*Materials provided*

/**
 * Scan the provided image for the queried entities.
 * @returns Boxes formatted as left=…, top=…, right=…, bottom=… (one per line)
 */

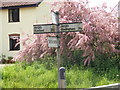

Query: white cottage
left=0, top=0, right=51, bottom=57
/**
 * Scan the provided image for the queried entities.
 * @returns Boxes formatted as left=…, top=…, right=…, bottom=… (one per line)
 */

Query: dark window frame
left=8, top=8, right=20, bottom=22
left=9, top=34, right=20, bottom=51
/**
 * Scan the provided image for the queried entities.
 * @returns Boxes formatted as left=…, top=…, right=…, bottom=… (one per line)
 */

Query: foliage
left=14, top=0, right=120, bottom=64
left=0, top=57, right=120, bottom=88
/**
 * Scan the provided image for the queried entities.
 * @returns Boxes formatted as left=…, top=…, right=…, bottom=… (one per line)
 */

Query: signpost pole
left=53, top=12, right=61, bottom=88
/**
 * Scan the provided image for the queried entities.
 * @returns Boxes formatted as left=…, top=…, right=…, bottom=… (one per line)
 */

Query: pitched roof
left=0, top=0, right=43, bottom=8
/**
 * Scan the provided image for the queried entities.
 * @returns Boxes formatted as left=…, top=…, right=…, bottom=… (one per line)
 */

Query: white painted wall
left=0, top=1, right=51, bottom=57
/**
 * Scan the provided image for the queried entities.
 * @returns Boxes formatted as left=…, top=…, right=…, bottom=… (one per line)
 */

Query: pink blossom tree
left=14, top=0, right=120, bottom=64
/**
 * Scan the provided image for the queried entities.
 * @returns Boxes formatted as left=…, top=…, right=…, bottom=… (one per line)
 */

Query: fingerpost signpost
left=33, top=12, right=82, bottom=90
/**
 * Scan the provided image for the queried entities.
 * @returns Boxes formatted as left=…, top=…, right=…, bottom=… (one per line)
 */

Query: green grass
left=0, top=62, right=120, bottom=88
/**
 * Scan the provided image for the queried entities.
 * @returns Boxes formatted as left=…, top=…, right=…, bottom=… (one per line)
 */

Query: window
left=8, top=8, right=19, bottom=22
left=9, top=34, right=20, bottom=51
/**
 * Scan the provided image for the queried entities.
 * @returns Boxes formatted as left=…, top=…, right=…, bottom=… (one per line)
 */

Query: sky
left=75, top=0, right=120, bottom=11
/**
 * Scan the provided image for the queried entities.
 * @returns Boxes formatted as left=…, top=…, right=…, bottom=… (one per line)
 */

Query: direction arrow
left=48, top=37, right=59, bottom=48
left=60, top=22, right=82, bottom=32
left=34, top=22, right=82, bottom=34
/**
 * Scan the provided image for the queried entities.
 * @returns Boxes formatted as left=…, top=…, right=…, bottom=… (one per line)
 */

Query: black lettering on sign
left=49, top=40, right=57, bottom=44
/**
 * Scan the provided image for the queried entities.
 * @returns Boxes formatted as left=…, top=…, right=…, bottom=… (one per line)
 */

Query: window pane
left=9, top=8, right=19, bottom=22
left=9, top=34, right=20, bottom=50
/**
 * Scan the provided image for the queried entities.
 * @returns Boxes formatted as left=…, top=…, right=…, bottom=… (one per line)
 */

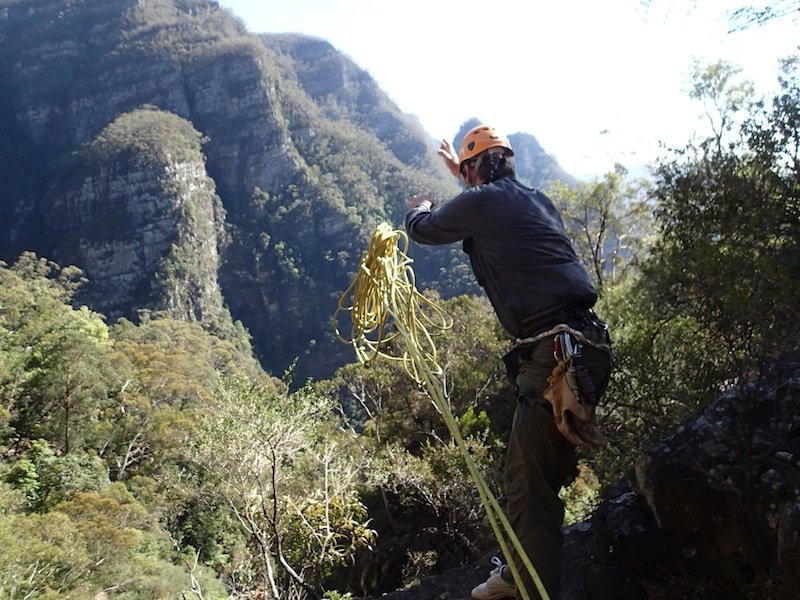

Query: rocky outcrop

*Exercise brief*
Gather every line above that contains the word "white" and copy each one whole. Case counts.

*Reply*
Query: white cottage
Query: white painted wall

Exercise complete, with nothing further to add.